§ **Prompt**: Within the records below, find the line containing "Can you see the shingle". Reproduce it and each line after it exactly, and nothing else.

§ **Records shown**:

•••••

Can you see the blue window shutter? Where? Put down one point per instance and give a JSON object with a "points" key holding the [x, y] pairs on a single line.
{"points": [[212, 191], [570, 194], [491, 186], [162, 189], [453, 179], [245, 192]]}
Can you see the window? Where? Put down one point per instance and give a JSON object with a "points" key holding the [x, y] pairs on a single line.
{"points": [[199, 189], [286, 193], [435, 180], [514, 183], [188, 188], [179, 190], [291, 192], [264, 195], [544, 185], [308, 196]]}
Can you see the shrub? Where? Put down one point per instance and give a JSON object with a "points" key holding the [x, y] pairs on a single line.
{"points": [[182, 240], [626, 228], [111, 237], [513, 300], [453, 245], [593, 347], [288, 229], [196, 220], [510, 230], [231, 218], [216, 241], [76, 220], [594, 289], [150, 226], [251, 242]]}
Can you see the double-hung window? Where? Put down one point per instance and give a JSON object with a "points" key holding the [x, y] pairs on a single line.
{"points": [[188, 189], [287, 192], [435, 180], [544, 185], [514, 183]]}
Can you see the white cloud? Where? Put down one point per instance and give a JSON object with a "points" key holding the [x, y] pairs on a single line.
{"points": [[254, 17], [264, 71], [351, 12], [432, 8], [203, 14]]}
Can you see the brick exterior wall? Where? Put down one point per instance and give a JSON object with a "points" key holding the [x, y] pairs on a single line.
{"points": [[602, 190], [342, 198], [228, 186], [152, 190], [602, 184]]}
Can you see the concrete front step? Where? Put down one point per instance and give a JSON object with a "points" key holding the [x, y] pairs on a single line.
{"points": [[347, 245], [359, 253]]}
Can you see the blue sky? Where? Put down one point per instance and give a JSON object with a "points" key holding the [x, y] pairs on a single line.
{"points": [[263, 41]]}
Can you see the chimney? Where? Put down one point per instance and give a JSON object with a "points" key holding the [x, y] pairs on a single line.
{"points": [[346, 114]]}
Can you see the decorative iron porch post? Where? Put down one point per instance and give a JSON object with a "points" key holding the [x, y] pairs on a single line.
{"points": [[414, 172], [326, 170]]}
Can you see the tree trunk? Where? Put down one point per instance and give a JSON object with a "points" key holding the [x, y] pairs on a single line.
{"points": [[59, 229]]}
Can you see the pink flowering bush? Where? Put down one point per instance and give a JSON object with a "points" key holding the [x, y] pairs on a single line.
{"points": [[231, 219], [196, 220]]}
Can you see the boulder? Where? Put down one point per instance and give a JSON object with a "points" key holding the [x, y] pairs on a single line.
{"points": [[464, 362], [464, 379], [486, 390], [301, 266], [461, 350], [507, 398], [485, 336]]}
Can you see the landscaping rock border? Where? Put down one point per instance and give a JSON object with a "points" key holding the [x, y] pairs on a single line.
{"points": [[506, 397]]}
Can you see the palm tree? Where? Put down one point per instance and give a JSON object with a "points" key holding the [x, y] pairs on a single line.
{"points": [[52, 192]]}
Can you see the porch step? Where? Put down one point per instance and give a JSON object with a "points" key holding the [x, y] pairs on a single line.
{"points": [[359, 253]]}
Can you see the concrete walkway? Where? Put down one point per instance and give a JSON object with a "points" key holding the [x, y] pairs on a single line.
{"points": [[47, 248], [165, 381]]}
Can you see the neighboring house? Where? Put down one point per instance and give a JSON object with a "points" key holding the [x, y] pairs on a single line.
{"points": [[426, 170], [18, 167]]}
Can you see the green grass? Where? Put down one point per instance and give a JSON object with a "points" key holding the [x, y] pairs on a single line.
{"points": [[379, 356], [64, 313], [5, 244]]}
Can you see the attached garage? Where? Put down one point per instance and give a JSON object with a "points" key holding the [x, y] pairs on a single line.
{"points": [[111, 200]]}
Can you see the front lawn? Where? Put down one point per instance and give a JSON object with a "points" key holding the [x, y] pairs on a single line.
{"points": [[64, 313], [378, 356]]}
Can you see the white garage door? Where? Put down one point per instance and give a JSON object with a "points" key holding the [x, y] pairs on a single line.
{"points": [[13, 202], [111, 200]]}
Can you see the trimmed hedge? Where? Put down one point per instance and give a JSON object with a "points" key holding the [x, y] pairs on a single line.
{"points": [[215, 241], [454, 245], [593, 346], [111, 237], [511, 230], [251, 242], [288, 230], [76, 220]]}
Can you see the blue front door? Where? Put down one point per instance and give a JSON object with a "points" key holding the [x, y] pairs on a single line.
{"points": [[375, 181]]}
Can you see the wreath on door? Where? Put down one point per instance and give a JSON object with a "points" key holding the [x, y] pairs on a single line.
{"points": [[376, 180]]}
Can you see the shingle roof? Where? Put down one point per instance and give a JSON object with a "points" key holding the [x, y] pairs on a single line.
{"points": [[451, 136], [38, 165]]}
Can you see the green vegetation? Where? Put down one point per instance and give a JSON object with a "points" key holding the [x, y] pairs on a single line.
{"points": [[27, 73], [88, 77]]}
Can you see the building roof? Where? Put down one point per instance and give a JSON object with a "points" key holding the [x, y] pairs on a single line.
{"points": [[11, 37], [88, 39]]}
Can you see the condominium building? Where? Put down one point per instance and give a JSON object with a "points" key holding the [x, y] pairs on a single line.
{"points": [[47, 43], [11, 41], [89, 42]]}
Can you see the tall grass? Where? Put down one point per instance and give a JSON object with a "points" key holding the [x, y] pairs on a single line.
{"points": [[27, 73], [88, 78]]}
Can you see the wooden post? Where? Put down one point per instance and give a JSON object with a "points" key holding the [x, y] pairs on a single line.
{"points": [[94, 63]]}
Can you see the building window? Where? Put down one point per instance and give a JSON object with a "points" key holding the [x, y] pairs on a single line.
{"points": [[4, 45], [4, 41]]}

•••••

§ **Answer for the task**:
Can you see the shingle roof? Where? Put down one point per instance and give a JSON object with a "points" key holding the [x, y] pairs on a single line.
{"points": [[451, 136], [38, 165]]}
Can you see the green vegetation? Where? Put down one point per instance and give a JSON object with a "points" key holding the [x, y] pairs on a single line.
{"points": [[27, 73], [88, 77]]}
Can you see the building roof? Where? Put down one point per instance and give a JSON object with a "points" key holding the [x, y] pairs on a single line.
{"points": [[11, 37], [88, 39]]}
Can you see the condominium building? Where? Put down one point per instance and give a JSON object with a "points" key holding the [x, y] pairs on a single line.
{"points": [[47, 43], [11, 41], [89, 42]]}
Can you see the tall grass? Where? Put down one point per instance and give a JSON object with a "points" key holding the [x, y] pairs on a single line.
{"points": [[27, 73], [88, 78]]}
Can you see the wooden post? Where? Put down one point per instance and give a JSON object with a "points" key holding the [x, y] pairs on a single line.
{"points": [[94, 63]]}
Can you see the building window? Where? Put down one point per instance and give a JSON object with a "points" key holding the [x, y] pairs on a single line.
{"points": [[4, 45], [4, 41]]}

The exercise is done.